(Textauszug)
TE Bvwg Beschluss 2018/5/30 L510 2196103-1

JUSLINE Entscheidung

Veröffentlicht am 30.05.2018
beobachten
merken

Entscheidungsdatum

30.05.2018

Norm

AsylG 2005 §3
B-VG Art.133 Abs4
VwGVG §28 Abs3

Spruch

L510 2196103-1/4E

BESCHLUSS

Das Bundesverwaltungsgericht hat durch den Richter Mag. INDERLIETH als Einzelrichter über die Beschwerde von XXXX , geb. am XXXX , StA. Türkei, vertreten durch Michael Genner, Asyl in Not, gegen den Bescheid des Bundesamtes für Fremdenwesen und Asyl vom 18.04.2018, Zl: XXXX , beschlossen:

A)

In Erledigung der Beschwerde wird der bekämpfte Bescheid behoben und die Angelegenheit gemäß § 28 Abs. 3 des Verwaltungsgerichtsverfahrensgesetzes (VwGVG) zur Erlassung eines neuen Bescheides an das Bundesamt für Fremdenwesen und Asyl zurückverwiesen.

(Bereitgestelltes Material)
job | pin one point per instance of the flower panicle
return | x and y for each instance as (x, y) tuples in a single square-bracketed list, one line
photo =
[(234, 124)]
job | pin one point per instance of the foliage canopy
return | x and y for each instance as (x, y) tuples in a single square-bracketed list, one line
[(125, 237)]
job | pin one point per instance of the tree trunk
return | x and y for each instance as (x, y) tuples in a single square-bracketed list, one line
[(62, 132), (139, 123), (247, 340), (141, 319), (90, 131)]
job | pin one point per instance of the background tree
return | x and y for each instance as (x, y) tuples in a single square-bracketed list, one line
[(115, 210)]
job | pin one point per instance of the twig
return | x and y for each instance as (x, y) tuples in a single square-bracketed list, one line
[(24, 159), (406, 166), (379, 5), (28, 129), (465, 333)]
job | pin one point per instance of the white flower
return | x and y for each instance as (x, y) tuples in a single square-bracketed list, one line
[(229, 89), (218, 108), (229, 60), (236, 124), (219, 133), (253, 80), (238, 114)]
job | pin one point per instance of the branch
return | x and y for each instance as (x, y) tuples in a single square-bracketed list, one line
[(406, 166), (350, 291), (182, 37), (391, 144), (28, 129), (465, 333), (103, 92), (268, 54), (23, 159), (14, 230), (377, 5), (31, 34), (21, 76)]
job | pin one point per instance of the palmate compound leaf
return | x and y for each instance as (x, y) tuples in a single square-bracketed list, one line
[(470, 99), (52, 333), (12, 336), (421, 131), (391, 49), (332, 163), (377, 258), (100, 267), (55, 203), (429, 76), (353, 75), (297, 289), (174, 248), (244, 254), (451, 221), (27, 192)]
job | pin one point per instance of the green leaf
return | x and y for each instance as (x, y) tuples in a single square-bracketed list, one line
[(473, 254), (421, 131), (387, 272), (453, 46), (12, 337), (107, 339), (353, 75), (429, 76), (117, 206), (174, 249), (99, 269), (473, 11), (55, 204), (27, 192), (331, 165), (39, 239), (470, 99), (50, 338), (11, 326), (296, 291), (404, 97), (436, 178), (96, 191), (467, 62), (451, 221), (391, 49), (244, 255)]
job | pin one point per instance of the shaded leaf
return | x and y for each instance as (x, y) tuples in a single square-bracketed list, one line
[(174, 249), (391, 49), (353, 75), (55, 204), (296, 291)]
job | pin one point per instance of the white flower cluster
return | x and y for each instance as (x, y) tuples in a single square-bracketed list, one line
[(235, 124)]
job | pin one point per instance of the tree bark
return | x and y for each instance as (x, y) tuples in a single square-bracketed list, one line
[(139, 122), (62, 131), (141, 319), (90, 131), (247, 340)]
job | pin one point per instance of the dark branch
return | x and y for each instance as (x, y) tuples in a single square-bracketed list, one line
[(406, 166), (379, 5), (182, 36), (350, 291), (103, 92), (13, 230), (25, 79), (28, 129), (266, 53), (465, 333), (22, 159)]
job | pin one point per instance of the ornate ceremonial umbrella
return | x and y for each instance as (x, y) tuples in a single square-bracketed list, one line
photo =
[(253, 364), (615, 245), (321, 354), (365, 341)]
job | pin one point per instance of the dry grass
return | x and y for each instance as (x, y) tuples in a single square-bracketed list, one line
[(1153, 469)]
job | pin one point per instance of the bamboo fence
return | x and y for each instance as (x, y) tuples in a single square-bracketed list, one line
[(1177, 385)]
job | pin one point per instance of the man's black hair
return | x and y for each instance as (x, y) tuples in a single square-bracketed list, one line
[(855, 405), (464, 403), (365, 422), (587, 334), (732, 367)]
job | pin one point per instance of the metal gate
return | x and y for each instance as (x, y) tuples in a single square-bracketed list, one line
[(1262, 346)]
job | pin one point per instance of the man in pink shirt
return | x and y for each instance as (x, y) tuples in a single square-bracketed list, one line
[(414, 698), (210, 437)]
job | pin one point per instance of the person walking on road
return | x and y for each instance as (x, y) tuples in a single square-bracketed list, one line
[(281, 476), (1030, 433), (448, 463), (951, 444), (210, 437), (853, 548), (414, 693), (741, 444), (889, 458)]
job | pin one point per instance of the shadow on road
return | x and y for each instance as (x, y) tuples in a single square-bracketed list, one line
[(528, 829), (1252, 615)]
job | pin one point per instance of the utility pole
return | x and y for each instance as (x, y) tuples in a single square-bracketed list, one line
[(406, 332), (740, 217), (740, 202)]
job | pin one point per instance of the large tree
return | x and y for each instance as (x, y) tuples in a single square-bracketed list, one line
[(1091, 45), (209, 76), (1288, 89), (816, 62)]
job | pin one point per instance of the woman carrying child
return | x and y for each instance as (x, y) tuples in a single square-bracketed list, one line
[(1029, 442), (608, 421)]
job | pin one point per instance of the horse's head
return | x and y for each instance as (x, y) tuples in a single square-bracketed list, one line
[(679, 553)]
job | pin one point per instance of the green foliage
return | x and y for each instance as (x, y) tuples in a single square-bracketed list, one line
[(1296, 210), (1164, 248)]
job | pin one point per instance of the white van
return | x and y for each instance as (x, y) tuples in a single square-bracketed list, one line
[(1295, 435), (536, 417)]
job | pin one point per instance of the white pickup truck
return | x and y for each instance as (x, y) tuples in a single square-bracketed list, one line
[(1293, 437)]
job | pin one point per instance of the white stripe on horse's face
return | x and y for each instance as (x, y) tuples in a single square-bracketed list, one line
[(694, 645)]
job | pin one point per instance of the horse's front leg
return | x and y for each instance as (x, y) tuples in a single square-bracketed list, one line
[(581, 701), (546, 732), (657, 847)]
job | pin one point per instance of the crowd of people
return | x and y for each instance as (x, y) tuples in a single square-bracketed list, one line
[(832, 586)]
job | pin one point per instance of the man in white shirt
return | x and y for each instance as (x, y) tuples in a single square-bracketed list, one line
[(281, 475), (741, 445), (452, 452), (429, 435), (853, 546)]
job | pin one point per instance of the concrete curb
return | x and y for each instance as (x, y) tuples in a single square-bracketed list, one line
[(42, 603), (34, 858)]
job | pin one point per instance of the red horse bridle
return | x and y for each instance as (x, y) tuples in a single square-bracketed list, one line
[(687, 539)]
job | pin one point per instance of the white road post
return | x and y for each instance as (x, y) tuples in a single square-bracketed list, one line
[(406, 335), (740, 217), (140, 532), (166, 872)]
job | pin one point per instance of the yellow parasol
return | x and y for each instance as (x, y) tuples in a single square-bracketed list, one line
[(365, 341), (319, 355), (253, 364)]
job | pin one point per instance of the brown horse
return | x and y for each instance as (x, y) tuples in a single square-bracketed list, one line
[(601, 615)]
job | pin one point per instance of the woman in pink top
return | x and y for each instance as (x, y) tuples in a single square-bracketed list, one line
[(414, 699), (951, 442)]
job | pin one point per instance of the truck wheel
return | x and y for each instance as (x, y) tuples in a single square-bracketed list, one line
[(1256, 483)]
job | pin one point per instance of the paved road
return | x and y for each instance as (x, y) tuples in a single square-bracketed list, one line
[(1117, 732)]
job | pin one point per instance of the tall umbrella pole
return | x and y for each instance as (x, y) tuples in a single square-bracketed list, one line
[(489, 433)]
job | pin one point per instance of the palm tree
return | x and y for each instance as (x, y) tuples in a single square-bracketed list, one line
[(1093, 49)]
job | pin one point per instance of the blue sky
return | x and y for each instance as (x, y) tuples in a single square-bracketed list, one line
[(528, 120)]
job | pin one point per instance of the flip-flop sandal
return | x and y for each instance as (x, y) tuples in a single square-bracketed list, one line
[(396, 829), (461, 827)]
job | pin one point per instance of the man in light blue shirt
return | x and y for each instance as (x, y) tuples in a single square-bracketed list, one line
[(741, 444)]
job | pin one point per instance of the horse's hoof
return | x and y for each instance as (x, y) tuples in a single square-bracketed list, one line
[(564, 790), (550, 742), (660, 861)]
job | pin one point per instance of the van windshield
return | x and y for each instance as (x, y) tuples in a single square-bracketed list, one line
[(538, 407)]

(Arbeitsaufträge)
A) Geben Sie aus dem Beschluss den Wortlaut von „Das Bundesverwaltungsgericht hat“ bis „und Asyl zurückverwiesen.“ unverändert wieder.
B) Beantworten Sie anhand des Beschlusses:
(i) Welches Entscheidungsdatum ist angegeben?
(ii) Welche Staatsangehörigkeit hat die beschwerdeführende Person?
(iii) Von welchem Datum ist der Bescheid des Bundesamtes für Fremdenwesen und Asyl?
Die Einträge werden zur Bearbeitung nicht benötigt.

(Lösungen)
A)
Das Bundesverwaltungsgericht hat durch den Richter Mag. INDERLIETH als Einzelrichter über die Beschwerde von XXXX , geb. am XXXX , StA. Türkei, vertreten durch Michael Genner, Asyl in Not, gegen den Bescheid des Bundesamtes für Fremdenwesen und Asyl vom 18.04.2018, Zl: XXXX , beschlossen:

A)

In Erledigung der Beschwerde wird der bekämpfte Bescheid behoben und die Angelegenheit gemäß § 28 Abs. 3 des Verwaltungsgerichtsverfahrensgesetzes (VwGVG) zur Erlassung eines neuen Bescheides an das Bundesamt für Fremdenwesen und Asyl zurückverwiesen.

B)
(i) 30.05.2018
(ii) Türkei
(iii) 18.04.2018